[Saved data entries]
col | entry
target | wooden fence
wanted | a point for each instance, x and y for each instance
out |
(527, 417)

● **Exercise prompt**:
After the last line of the data, restate all the entries verbatim.

● **Task response**:
col | entry
target | wooden fence
wanted | a point for each instance, x and y for each instance
out |
(527, 417)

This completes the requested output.